> **Written exercise**: Copy out the passage about drafting without stopping to revise, word for word.

───── Passage ─────

I really tried to spur myself along as I wrote Bent, but despite my best efforts, I still found myself rereading, tweaking, polishing as I went. This was gratifying in some ways, maddening in others. I wonder now how many brilliant ideas flitted right out of head while I was busy correcting a grammar mistake or eliminating a word I’d repeated in the same paragraph – fixes that easily could have been completed during the revision phase rather than the composition phase.

So now, I’m about 3,000 words into Time Lapse, and I really am trying to write differently this time, just to see what happens. It’s not easy to change the way I’ve always written and the method that witnessed the completion of my first book, but I want to give it a try. I want to see if I can outrun doubt and get my vision down on paper before I dress it up and send it out into the world. Maybe I’ll be surprised at the result. Maybe I’ll find that inspiration flows more readily when I don’t try to bottle it right away, but instead let it shoot right out of my brain like some mental fire hose.

───── Records supplied ─────

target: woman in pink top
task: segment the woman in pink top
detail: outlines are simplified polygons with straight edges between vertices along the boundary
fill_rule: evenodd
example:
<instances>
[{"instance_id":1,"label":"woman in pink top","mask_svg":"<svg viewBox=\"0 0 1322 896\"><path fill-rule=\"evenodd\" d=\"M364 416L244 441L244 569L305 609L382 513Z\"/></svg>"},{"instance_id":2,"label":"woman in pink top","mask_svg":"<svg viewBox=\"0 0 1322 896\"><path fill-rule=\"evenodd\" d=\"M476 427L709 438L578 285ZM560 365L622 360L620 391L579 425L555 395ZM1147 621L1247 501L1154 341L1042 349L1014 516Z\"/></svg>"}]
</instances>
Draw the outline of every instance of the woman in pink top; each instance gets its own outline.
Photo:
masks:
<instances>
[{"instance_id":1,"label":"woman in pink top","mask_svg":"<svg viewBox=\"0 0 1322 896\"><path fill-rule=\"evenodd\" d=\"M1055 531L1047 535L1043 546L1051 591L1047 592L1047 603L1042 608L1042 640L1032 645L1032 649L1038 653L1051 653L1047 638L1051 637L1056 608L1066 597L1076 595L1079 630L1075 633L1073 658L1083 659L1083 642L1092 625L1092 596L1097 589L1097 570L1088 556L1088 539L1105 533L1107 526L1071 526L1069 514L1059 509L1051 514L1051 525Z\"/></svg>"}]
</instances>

─────
───── Records supplied ─────

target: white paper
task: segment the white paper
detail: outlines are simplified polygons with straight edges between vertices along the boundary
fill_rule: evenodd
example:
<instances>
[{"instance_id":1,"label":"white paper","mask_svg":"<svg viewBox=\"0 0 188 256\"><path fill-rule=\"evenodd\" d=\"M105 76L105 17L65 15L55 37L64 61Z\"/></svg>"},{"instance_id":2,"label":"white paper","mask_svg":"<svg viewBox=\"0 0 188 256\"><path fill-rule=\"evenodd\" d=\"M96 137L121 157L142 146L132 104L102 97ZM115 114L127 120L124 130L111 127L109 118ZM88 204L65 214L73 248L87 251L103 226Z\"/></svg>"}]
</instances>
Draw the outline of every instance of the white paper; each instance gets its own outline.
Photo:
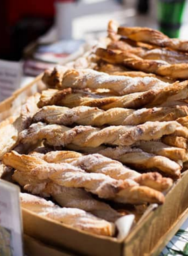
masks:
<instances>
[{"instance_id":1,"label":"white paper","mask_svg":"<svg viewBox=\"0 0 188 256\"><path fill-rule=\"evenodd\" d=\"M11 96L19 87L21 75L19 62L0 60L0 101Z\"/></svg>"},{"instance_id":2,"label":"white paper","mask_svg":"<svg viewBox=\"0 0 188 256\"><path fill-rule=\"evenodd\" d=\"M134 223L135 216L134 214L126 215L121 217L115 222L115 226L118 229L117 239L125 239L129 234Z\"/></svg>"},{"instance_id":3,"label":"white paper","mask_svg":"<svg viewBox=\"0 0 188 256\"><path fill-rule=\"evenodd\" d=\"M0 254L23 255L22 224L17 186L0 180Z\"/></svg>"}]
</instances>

─────

> **Completed task**:
I really tried to spur myself along as I wrote Bent, but despite my best efforts, I still found myself rereading, tweaking, polishing as I went. This was gratifying in some ways, maddening in others. I wonder now how many brilliant ideas flitted right out of head while I was busy correcting a grammar mistake or eliminating a word I’d repeated in the same paragraph – fixes that easily could have been completed during the revision phase rather than the composition phase.

So now, I’m about 3,000 words into Time Lapse, and I really am trying to write differently this time, just to see what happens. It’s not easy to change the way I’ve always written and the method that witnessed the completion of my first book, but I want to give it a try. I want to see if I can outrun doubt and get my vision down on paper before I dress it up and send it out into the world. Maybe I’ll be surprised at the result. Maybe I’ll find that inspiration flows more readily when I don’t try to bottle it right away, but instead let it shoot right out of my brain like some mental fire hose.